**Exercise description:** Every line of the data below needs to be reproduced exactly.

**Input material:**
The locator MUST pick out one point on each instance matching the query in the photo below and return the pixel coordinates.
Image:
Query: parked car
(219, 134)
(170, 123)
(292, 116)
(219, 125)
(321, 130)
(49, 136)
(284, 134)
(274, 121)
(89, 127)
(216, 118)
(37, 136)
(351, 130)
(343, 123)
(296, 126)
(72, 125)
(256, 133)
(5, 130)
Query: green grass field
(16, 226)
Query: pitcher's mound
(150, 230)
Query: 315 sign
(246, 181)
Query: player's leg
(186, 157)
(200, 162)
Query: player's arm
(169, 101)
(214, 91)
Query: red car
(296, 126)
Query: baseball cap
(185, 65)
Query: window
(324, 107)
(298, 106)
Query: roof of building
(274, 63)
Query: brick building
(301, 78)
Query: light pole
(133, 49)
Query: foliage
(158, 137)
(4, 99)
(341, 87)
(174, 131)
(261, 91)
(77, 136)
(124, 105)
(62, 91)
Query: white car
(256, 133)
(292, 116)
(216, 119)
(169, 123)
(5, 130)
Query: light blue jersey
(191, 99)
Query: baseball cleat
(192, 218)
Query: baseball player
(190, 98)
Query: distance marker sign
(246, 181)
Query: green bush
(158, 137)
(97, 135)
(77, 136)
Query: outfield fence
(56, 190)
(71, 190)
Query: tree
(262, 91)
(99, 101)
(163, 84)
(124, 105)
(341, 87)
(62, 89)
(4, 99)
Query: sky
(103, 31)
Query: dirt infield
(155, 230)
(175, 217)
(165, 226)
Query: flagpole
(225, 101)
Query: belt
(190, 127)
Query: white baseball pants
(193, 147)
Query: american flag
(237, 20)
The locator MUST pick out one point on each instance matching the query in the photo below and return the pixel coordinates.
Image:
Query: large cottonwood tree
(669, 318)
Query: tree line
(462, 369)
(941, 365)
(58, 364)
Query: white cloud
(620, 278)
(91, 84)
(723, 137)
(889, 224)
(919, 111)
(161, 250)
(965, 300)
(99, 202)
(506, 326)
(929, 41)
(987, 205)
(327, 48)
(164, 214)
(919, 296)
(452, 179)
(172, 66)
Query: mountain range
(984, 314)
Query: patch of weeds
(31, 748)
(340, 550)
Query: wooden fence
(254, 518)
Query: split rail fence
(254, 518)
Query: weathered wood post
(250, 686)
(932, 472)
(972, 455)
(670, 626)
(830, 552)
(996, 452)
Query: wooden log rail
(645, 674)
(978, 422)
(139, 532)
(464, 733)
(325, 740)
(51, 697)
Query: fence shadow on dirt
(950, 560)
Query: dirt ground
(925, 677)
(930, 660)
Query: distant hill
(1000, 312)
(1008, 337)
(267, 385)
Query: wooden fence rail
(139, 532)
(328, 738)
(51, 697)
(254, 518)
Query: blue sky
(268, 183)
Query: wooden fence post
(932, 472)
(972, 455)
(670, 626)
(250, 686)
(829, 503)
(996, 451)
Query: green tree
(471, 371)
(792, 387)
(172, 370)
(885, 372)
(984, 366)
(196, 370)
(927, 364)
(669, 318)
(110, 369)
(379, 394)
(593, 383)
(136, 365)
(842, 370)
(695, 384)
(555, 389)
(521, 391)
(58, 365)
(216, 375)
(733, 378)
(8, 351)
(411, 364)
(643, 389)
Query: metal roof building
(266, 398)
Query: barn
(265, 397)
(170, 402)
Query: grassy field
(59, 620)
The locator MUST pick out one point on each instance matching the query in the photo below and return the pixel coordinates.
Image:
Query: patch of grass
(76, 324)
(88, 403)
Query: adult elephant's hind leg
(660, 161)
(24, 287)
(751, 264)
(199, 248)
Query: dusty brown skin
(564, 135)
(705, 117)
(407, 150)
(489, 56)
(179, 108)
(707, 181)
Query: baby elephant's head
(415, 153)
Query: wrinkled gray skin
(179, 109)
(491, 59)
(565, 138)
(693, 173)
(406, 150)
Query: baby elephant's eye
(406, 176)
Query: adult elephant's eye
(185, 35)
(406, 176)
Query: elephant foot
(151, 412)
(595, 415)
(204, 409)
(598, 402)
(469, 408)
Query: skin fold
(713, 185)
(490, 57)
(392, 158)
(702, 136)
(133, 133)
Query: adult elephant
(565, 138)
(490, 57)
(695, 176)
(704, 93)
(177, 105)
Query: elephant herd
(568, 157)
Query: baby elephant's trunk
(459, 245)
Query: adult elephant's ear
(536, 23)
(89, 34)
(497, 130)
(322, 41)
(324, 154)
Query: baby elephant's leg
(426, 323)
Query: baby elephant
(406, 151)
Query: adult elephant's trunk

**Response box:**
The locator MUST pick out one point on each instance matching the query in the photo below and return the pixel coordinates.
Image:
Query: parked car
(219, 134)
(170, 123)
(292, 116)
(219, 125)
(321, 130)
(49, 136)
(284, 134)
(274, 121)
(89, 127)
(216, 118)
(37, 136)
(351, 130)
(343, 123)
(296, 126)
(72, 125)
(256, 133)
(5, 130)
Query: green grass field
(16, 226)
Query: pitcher's mound
(150, 230)
Query: 315 sign
(246, 181)
Query: player's leg
(186, 157)
(200, 162)
Query: player's arm
(169, 101)
(214, 91)
Query: red car
(296, 126)
Query: baseball cap
(185, 65)
Query: window
(324, 107)
(298, 106)
Query: roof of building
(274, 63)
Query: brick building
(301, 78)
Query: light pole
(133, 49)
Query: foliage
(158, 137)
(4, 99)
(341, 87)
(174, 131)
(261, 91)
(77, 136)
(124, 105)
(62, 91)
Query: white car
(256, 133)
(292, 116)
(216, 119)
(169, 123)
(5, 130)
Query: light blue jersey
(191, 99)
Query: baseball cleat
(192, 218)
Query: baseball player
(190, 98)
Query: distance marker sign
(246, 181)
Query: green bush
(158, 137)
(97, 135)
(77, 136)
Query: outfield fence
(56, 190)
(71, 190)
Query: tree
(262, 91)
(99, 101)
(163, 84)
(124, 105)
(341, 87)
(62, 89)
(4, 99)
Query: sky
(103, 31)
Query: dirt infield
(155, 230)
(175, 217)
(165, 226)
Query: flagpole
(225, 101)
Query: belt
(190, 127)
Query: white baseball pants
(193, 147)
Query: american flag
(237, 20)
The locator MUST pick out one point on each instance matching the query in the photo below and return the pixel coordinates.
Image:
Query: large cottonwood tree
(669, 318)
Query: tree line
(462, 369)
(941, 365)
(58, 364)
Query: white cloud
(620, 278)
(91, 84)
(723, 137)
(889, 224)
(919, 111)
(161, 250)
(965, 300)
(99, 202)
(506, 326)
(929, 41)
(987, 205)
(327, 48)
(164, 214)
(919, 296)
(452, 179)
(172, 66)
Query: mountain range
(984, 314)
Query: patch of weeds
(31, 748)
(340, 550)
Query: wooden fence
(254, 518)
Query: split rail fence
(254, 518)
Query: weathered wood post
(250, 686)
(932, 472)
(972, 455)
(670, 626)
(830, 552)
(996, 452)
Query: wooden log rail
(645, 674)
(978, 422)
(139, 532)
(464, 733)
(325, 740)
(51, 697)
Query: fence shadow on dirt
(950, 560)
Query: dirt ground
(925, 677)
(930, 660)
Query: distant hill
(1000, 312)
(1008, 337)
(267, 385)
Query: wooden fence rail
(139, 532)
(328, 738)
(51, 697)
(254, 518)
Query: blue sky
(268, 183)
Query: wooden fence post
(932, 472)
(972, 455)
(670, 626)
(250, 686)
(829, 503)
(996, 451)
Query: green tree
(471, 371)
(792, 387)
(172, 370)
(885, 372)
(984, 366)
(196, 370)
(927, 364)
(669, 318)
(110, 369)
(379, 394)
(593, 383)
(136, 365)
(842, 370)
(695, 384)
(555, 389)
(521, 391)
(58, 365)
(216, 375)
(733, 378)
(8, 351)
(411, 364)
(643, 389)
Query: metal roof building
(266, 398)
Query: barn
(265, 397)
(170, 402)
Query: grassy field
(59, 620)
The locator MUST pick out one point on each instance matching the query in the photo below and return the pixel coordinates.
Image:
Query: patch of grass
(76, 324)
(88, 403)
Query: adult elephant's hind leg
(660, 161)
(24, 287)
(751, 264)
(199, 248)
Query: dusty brown skin
(564, 135)
(705, 117)
(407, 150)
(489, 56)
(179, 108)
(707, 181)
Query: baby elephant's head
(415, 153)
Query: wrinkled gray skin
(179, 109)
(491, 59)
(565, 138)
(693, 173)
(406, 150)
Query: baby elephant's eye
(406, 176)
Query: adult elephant's eye
(185, 35)
(406, 176)
Query: elephant foot
(151, 412)
(595, 415)
(204, 409)
(598, 402)
(469, 408)
Query: skin fold
(713, 185)
(490, 57)
(392, 158)
(702, 136)
(133, 133)
Query: adult elephant
(565, 138)
(490, 57)
(695, 176)
(704, 93)
(177, 105)
Query: elephant herd
(568, 157)
Query: baby elephant's trunk
(459, 245)
Query: adult elephant's ear
(536, 23)
(89, 34)
(497, 130)
(322, 41)
(324, 154)
Query: baby elephant's leg
(426, 323)
Query: baby elephant
(406, 151)
Query: adult elephant's trunk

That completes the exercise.